* GIVEN INSTRUCTION A
Translate this sentence from the forum thread on late-game land unit balance into Spanish: "Modern Armor are not cheaper than Mechanized Infantry."
* GIVEN INSTRUCTION B
Pick up the forum thread on late-game land unit balance after its final paragraph and keep writing it.

* PASSAGE GIVEN
::::

[GS] April Patch Late Game Land Unit Balance: Why Buff Tank & Modern Armor?

Are you happy with late game (Modern Era or later) Melee vs. Heavy Cav. Balance?

  • Yes

    Votes: 7 36.8%
  • No

    Votes: 12 63.2%

  • Total voters
    19

CivChimp

Chieftain
Joined
May 10, 2021
Messages
9
Hi Forum,

While most of the discussions of the April update have been focused on Civ-specific changes, I wanted to ask about a particular change which left me scratching my head:
Why buff Tank (80->85) and Modern Armour (90->95)? Or let me paraphrase - why have such a big disparity (10 CS) between Melee and Heavy Cav? (as that was already there between Infrantry and Tank).

I'm talking from game balance standpoint as here we have 2 units which compete for the same strategic resource (oil) but one is superior to other in pretty much every way.

To illustrate the point we can compare a Modern Era Unit - Tank vs. an Information Era Unit - Mechanised Infantry. Even in this comparison tank is coming out on top the way I see it - it has the same CS, is available a lot earlier and is cheaper, has more Movement Points and on top of that Ignores ZOC. Pretty much the only time I would pick Melee units in Modern Era or later, when going to war, is if the opponent spams AT/Modern AT.

I'm not bothered about questions such as 'how things work in real world' but I think when a unit is superior than another, same era unit, at pretty much everything this makes the game less varied... Hence my question - am I missing/misunderstanding something about late game land units which would justify this disparity?

The way I would prefer it is for them not buffing Heavy Cav like they did or to remove strategic resource requirements from Melee cause currently it doesn't feel like Melee but rather Anti-Anti-Cav...
 
Modern Armor are not cheaper than Mechanized Infantry. There are respectively at 680 vs 650 Production. I know, this is not gigantic, but this is something.

Here all the units strength and abilities:

Modern era:
Tank: 85 CS, 4 MP, 480 Production, needs Oil, +1 MP (open terrain), ignore ZoC.
Infantry: 75 CS, 2 MP, 430 Production, needs Oil, +5 CS (anticavalry).
AT-Crew: 75 CS, 2 MP, 400 Production, +10 CS (cavalry).

Information era:
Modern Armor: 95 CS, 4 MP, 680 Production, needs Oil, +1 MP (open terrain), ignore ZoC.
Mechanized Infantry: 85 CS, 3 MP, 650 Production, needs Oil, +5 CS (anticavalry).
Modern AT: 85 CS, 3 MP, 580 Production, +10 CS (cavalry).

I believe they went a "cheaper but worst" design for Anticavalry, and a "stronger but costly" design for Heavy Cavalry. Melee units being the normal one. But I agree: Modern Armor are far more mobile and powerful. Heavy Cavalry are matched by Anticavalry, while being 10 CS weaker against everything else like Ranged units. I believe that Heavy Cavalry are too strong by 5 CS.


I would love to see a change about Oil. It would be no longer needed as Strategic Cost, but only for Strategic Maintenance. Furthermore, the Strategic Maintenance would apply only if the unit has attacked, defended or moved during the turn. You could pre-produce a ton of unit and park them, so you will have a standing army without polluting the Earth with Oil consumption. You could wake that Army and rely on your Oil stock to attack your neighborhood in some Blitzkrieg fashion before you run out of it.

::::

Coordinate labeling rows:
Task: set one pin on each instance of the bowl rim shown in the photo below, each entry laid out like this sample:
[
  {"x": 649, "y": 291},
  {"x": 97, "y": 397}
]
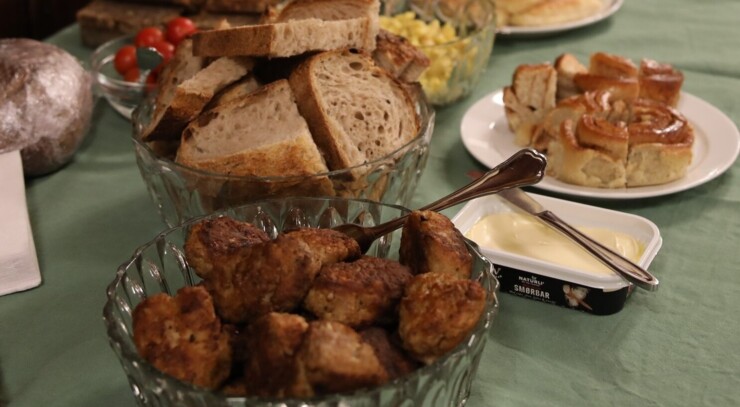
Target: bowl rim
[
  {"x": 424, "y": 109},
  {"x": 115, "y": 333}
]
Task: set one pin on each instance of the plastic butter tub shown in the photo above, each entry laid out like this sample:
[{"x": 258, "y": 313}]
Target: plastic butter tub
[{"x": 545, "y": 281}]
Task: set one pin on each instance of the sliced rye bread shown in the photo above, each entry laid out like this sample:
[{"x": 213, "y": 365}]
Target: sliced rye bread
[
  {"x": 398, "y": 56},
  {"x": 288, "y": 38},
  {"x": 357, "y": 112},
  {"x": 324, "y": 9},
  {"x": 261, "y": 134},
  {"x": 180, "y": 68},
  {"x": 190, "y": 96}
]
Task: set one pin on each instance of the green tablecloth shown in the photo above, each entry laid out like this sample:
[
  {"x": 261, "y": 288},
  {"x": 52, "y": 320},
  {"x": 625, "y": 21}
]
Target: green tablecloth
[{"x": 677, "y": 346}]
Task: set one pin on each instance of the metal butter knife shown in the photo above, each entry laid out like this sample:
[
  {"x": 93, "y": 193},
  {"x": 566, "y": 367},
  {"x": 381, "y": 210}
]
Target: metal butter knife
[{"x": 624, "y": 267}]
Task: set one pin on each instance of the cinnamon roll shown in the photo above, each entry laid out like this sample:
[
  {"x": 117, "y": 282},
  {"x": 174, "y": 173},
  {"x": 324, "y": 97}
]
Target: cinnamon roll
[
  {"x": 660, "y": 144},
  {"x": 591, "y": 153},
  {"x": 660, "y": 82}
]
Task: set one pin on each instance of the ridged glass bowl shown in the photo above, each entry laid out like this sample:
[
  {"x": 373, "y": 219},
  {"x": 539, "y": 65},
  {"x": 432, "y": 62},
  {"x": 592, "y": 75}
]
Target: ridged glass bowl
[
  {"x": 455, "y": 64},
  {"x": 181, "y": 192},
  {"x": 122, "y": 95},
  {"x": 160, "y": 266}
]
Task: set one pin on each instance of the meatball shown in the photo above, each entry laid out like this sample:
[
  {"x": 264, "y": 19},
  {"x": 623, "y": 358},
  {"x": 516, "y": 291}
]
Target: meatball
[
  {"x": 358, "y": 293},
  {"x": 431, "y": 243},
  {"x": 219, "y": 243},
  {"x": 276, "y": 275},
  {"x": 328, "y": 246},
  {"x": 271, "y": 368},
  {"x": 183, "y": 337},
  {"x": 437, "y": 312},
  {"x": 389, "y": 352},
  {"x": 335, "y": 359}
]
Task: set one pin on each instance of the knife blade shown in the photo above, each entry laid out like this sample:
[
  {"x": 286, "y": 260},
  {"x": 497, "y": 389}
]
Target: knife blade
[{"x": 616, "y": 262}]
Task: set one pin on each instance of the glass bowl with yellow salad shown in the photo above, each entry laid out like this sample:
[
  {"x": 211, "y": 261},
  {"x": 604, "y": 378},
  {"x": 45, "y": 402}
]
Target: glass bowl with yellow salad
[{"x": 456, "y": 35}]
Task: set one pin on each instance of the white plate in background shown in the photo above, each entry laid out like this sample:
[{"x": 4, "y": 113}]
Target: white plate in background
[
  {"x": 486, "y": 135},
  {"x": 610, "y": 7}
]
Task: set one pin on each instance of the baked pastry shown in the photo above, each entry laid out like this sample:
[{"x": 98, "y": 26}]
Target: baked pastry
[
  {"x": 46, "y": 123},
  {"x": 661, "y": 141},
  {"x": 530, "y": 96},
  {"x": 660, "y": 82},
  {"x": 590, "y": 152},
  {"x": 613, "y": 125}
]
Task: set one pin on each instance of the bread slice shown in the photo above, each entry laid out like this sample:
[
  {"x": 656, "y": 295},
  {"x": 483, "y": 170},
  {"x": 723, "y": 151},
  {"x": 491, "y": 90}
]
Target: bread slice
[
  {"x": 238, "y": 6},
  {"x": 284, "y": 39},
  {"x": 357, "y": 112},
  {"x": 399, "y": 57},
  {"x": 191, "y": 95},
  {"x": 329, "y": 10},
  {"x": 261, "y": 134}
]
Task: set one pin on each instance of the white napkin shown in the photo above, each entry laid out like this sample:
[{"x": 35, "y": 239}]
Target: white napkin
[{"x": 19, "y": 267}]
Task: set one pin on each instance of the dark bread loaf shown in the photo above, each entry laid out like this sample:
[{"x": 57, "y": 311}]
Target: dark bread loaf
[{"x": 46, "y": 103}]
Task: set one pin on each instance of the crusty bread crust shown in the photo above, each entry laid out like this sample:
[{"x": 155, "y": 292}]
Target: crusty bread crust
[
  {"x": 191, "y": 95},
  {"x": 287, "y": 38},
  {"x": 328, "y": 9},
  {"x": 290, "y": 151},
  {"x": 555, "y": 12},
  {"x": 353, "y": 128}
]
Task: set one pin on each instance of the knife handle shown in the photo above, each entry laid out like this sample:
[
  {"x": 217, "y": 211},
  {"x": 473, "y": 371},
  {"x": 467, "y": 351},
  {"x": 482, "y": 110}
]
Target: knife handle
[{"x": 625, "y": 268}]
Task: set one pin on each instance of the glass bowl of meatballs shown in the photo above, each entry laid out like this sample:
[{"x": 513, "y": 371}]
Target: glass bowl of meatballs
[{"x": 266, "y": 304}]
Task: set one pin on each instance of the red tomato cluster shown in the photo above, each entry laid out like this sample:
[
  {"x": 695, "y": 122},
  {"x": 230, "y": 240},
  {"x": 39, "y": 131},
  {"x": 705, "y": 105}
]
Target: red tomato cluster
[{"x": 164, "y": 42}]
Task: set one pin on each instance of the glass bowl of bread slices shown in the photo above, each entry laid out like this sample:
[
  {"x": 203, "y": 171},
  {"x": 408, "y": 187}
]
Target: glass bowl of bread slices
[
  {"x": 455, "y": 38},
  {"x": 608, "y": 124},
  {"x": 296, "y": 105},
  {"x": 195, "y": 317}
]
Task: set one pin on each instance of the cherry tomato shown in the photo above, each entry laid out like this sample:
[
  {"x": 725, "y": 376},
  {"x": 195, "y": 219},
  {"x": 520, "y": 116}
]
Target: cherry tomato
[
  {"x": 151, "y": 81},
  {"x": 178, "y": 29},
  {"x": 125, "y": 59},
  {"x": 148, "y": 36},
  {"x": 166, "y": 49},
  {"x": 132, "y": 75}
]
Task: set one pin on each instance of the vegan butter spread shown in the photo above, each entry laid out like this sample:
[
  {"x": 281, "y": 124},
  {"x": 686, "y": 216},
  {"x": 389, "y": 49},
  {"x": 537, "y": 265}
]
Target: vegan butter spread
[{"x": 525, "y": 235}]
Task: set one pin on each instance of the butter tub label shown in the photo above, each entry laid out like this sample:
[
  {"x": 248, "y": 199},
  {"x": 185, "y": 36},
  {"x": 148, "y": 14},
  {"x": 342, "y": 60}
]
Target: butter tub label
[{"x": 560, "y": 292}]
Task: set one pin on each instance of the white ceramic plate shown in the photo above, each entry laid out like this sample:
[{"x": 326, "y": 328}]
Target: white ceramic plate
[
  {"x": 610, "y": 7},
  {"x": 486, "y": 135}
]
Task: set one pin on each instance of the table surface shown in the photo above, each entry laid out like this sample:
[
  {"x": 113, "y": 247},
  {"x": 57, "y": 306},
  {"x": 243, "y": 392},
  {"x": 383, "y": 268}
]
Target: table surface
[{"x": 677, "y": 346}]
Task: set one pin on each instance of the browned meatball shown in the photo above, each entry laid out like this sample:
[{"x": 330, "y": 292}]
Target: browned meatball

::::

* EXERCISE OUTPUT A
Los Blindados Modernos no son más baratos que la Infantería Mecanizada.

* EXERCISE OUTPUT B
I would go even further: split the units into 2 categories:
  • Vehicle: They use Oil as Strategic Maintenance. If you run out of Oil, they end up at 1 Movement and a -10 CS penalty.
  • Non-Vehicle: They do not use Oil as Strategic Maintenance. Starting a Technology or a Civic (Combustion?), all your non-vehicule units unlock an ability: "Motorization". This ability can be activated at any moment and would take effect next turn until you deactivate it.
    • Motorization: +2 Movement. This unit now consume 1 Oil per turn. If you do not have Oil left, the Motorization ability deactivate automatically.
 
Modern Armor are not cheaper than Mechanized Infantry.

@CivChimp compared Mech Inf to Tanks not modern armor though.

I would love to see a change about Oil. It would be no longer needed as Strategic Cost, but only for Strategic Maintenance. Furthermore, the Strategic Maintenance would apply only if the unit has attacked, defended or moved during the turn. You could pre-produce a ton of unit and park them, so you will have a standing army without polluting the Earth with Oil consumption. You could wake that Army and rely on your Oil stock to attack your neighborhood in some Blitzkrieg fashion before you run out of it.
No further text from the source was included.